> **WHAT YOU SHOULD DO**
Locate each line in the data that contains the string "target", and copy every such line in full.
++++++
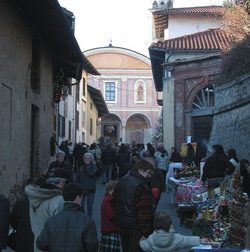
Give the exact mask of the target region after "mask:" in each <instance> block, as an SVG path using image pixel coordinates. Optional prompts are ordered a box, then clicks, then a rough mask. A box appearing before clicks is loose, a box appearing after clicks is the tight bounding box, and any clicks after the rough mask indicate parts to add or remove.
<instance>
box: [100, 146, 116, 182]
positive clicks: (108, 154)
mask: <svg viewBox="0 0 250 252" xmlns="http://www.w3.org/2000/svg"><path fill="white" fill-rule="evenodd" d="M101 159H102V164H103V172H104V174H103V175H104V176H105V175H106V181H105V177H103V183H105V182H106V183H107V182H109V181H110V180H112V173H113V174H114V171H113V170H114V169H115V166H114V165H115V161H116V150H115V148H113V147H112V143H111V142H109V143H108V144H107V147H106V148H104V150H103V152H102V156H101Z"/></svg>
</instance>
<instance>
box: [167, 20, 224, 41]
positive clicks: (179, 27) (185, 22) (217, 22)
mask: <svg viewBox="0 0 250 252" xmlns="http://www.w3.org/2000/svg"><path fill="white" fill-rule="evenodd" d="M168 22H169V23H168V27H169V28H168V29H166V30H165V32H164V39H171V38H176V37H180V36H184V35H187V34H192V33H196V32H201V31H205V30H208V29H213V28H219V27H220V26H221V24H220V22H219V18H216V17H206V16H198V17H197V16H196V17H195V16H169V21H168Z"/></svg>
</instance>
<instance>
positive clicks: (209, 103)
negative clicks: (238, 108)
mask: <svg viewBox="0 0 250 252" xmlns="http://www.w3.org/2000/svg"><path fill="white" fill-rule="evenodd" d="M213 106H214V87H213V85H208V86H206V87H205V88H203V89H202V90H200V91H199V92H198V93H197V94H196V95H195V99H194V101H193V103H192V138H193V142H197V155H196V156H197V160H198V161H200V159H201V158H203V157H205V156H206V153H207V148H208V142H209V138H210V133H211V129H212V124H213V115H212V114H213V113H212V109H213Z"/></svg>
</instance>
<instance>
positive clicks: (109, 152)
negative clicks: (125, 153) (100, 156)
mask: <svg viewBox="0 0 250 252" xmlns="http://www.w3.org/2000/svg"><path fill="white" fill-rule="evenodd" d="M101 159H102V162H103V164H104V165H113V164H114V163H115V160H116V150H115V149H114V148H112V147H107V148H106V149H104V150H103V152H102V156H101Z"/></svg>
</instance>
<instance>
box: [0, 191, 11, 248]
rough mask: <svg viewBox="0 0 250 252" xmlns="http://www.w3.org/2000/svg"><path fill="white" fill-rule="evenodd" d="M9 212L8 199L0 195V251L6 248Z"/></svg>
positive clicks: (9, 204)
mask: <svg viewBox="0 0 250 252" xmlns="http://www.w3.org/2000/svg"><path fill="white" fill-rule="evenodd" d="M9 210H10V204H9V201H8V199H7V198H6V197H5V196H3V195H2V194H1V193H0V251H1V250H2V249H4V248H6V245H7V240H8V232H9Z"/></svg>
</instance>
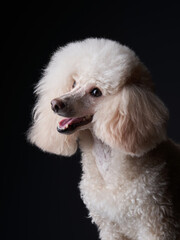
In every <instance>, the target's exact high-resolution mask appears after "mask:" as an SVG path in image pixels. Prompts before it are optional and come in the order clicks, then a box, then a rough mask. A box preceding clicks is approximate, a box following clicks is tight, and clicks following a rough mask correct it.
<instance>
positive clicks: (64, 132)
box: [57, 115, 93, 134]
mask: <svg viewBox="0 0 180 240" xmlns="http://www.w3.org/2000/svg"><path fill="white" fill-rule="evenodd" d="M92 119H93V115H88V116H84V117H78V118H64V119H62V120H61V121H60V122H59V123H58V126H57V131H58V132H59V133H62V134H72V133H74V132H75V131H77V130H83V129H85V128H87V127H88V125H89V124H90V123H91V121H92Z"/></svg>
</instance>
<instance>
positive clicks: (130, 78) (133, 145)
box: [29, 39, 168, 155]
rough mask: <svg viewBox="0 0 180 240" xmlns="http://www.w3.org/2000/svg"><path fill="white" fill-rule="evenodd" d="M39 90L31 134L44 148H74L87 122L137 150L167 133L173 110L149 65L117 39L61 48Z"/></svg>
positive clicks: (54, 149) (50, 61)
mask: <svg viewBox="0 0 180 240" xmlns="http://www.w3.org/2000/svg"><path fill="white" fill-rule="evenodd" d="M36 93H37V95H38V99H37V103H36V105H35V108H34V122H33V125H32V127H31V128H30V131H29V139H30V140H31V142H32V143H35V144H36V145H37V146H39V147H40V148H42V149H43V150H45V151H49V152H52V153H56V154H62V155H71V154H73V153H74V152H75V151H76V149H77V138H78V133H79V131H81V130H83V129H86V128H89V129H91V131H93V133H94V134H95V135H96V136H97V138H99V139H101V140H102V141H103V142H105V143H106V144H107V145H109V146H111V147H112V148H119V149H121V150H122V151H124V152H126V153H129V154H135V155H142V154H143V153H145V152H147V151H148V150H150V149H152V148H154V147H155V146H156V145H157V144H158V143H160V142H161V141H163V140H165V138H166V122H167V118H168V112H167V109H166V107H165V106H164V104H163V103H162V102H161V100H160V99H159V98H158V97H157V96H156V95H155V94H154V93H153V86H152V82H151V77H150V74H149V72H148V70H147V69H146V67H145V66H144V65H143V64H142V63H141V62H140V60H139V59H138V57H137V56H136V55H135V53H134V52H133V51H132V50H130V49H129V48H127V47H126V46H122V45H120V44H119V43H117V42H114V41H110V40H105V39H87V40H85V41H82V42H75V43H71V44H69V45H67V46H66V47H64V48H62V49H59V50H58V51H57V52H56V53H55V54H54V56H53V57H52V60H51V61H50V63H49V65H48V67H47V69H46V71H45V74H44V77H43V78H42V79H41V80H40V82H39V83H38V84H37V87H36ZM50 104H51V105H50ZM56 128H57V129H56Z"/></svg>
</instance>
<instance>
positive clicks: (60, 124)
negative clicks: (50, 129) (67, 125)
mask: <svg viewBox="0 0 180 240" xmlns="http://www.w3.org/2000/svg"><path fill="white" fill-rule="evenodd" d="M82 119H83V118H64V119H62V120H61V121H60V122H59V127H64V126H65V125H66V124H68V125H70V124H72V123H78V122H81V121H82Z"/></svg>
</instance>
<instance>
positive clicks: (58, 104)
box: [51, 98, 65, 113]
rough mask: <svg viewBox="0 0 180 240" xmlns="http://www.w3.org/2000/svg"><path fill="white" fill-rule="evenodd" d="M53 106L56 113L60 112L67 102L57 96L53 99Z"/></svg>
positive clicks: (52, 102) (52, 105) (51, 107)
mask: <svg viewBox="0 0 180 240" xmlns="http://www.w3.org/2000/svg"><path fill="white" fill-rule="evenodd" d="M51 108H52V110H53V111H54V112H55V113H58V112H59V111H60V110H62V109H63V108H65V103H64V102H63V101H62V100H60V99H57V98H55V99H53V100H52V101H51Z"/></svg>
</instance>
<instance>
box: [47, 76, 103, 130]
mask: <svg viewBox="0 0 180 240" xmlns="http://www.w3.org/2000/svg"><path fill="white" fill-rule="evenodd" d="M103 99H104V96H103V90H102V87H100V86H97V84H96V83H95V82H94V83H92V82H91V81H90V82H86V83H84V82H82V81H80V80H79V77H78V76H76V77H74V76H73V83H72V89H71V91H70V92H68V93H66V94H64V95H62V96H60V97H58V98H55V99H53V100H52V101H51V108H52V110H53V111H54V112H55V113H56V114H58V115H60V116H63V117H65V118H63V119H62V120H61V121H59V123H58V126H57V130H58V132H60V133H63V134H72V133H74V132H75V131H77V130H82V129H86V128H91V122H92V119H93V115H94V113H95V109H96V107H97V106H98V105H99V104H101V102H102V101H103Z"/></svg>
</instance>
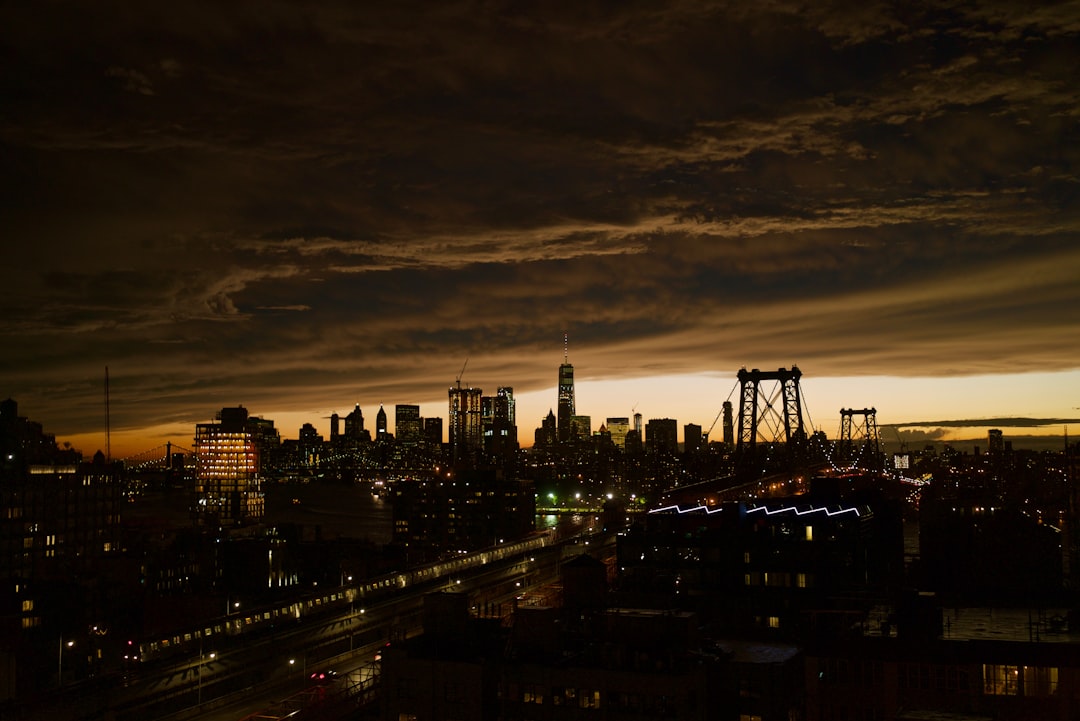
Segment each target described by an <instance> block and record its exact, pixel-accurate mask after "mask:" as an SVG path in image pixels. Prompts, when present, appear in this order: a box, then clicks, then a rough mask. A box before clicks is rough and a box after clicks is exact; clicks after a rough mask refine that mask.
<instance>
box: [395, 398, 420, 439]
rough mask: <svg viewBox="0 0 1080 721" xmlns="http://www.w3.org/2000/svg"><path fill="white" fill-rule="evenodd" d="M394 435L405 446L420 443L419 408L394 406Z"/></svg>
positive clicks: (401, 404) (406, 406) (414, 406)
mask: <svg viewBox="0 0 1080 721" xmlns="http://www.w3.org/2000/svg"><path fill="white" fill-rule="evenodd" d="M394 435H395V436H396V437H397V443H402V444H405V445H407V446H414V445H416V444H418V443H420V406H414V405H403V404H397V405H396V406H394Z"/></svg>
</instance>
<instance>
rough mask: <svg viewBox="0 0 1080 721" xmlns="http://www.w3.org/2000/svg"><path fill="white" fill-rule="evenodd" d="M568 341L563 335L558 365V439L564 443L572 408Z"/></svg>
mask: <svg viewBox="0 0 1080 721" xmlns="http://www.w3.org/2000/svg"><path fill="white" fill-rule="evenodd" d="M569 355H570V352H569V343H568V341H567V337H566V336H565V335H564V336H563V365H561V366H559V367H558V440H559V443H566V441H567V440H568V439H569V438H570V420H571V419H572V418H573V416H575V412H576V411H575V409H573V366H571V365H570V360H569Z"/></svg>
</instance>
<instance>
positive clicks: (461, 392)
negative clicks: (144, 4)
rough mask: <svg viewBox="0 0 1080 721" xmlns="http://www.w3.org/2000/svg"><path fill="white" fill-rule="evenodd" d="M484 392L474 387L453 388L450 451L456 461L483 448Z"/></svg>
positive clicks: (450, 423)
mask: <svg viewBox="0 0 1080 721" xmlns="http://www.w3.org/2000/svg"><path fill="white" fill-rule="evenodd" d="M483 396H484V393H483V391H481V390H480V389H474V387H461V386H460V385H459V386H457V387H451V389H450V390H449V400H450V408H449V411H450V451H451V452H453V453H454V459H455V460H457V459H459V458H462V457H463V455H464V454H467V453H469V452H471V451H474V450H478V449H480V448H482V447H483V443H484V435H483V424H482V422H481V398H482V397H483Z"/></svg>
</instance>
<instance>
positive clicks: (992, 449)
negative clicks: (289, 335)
++++++
> **SOLUTION TO THE PROBLEM**
Give the exact mask of the target region after "mask:" in each <instance> block, as an SVG path using image pixel coordinates. Optional prompts are ordered a box, then clicks, then a rough mask. A box appearing before clicks is loose, a box appearing after clicks is the tight bounding box, and any clicks after the rough mask indicate parts to add or remove.
In every <instance>, the target's exact high-resolution mask appears after "mask:" as an SVG path in image pixels. Prompts before it are optional and come in the order clicks, then a box, then a rough mask. A box preceding clicks is approximate, a box following clicks is tight, and clicks following a rough mask correct it.
Segment each target described by an <instance> block and record its exact, pixel-accurate mask after "mask:" as an SVG path in image pixels. Prompts, when present, appear in this order: a box, then clicks, then a rough mask. A box before clicks is rough and a box after clicks is exact; clicks after a rough mask refine that mask.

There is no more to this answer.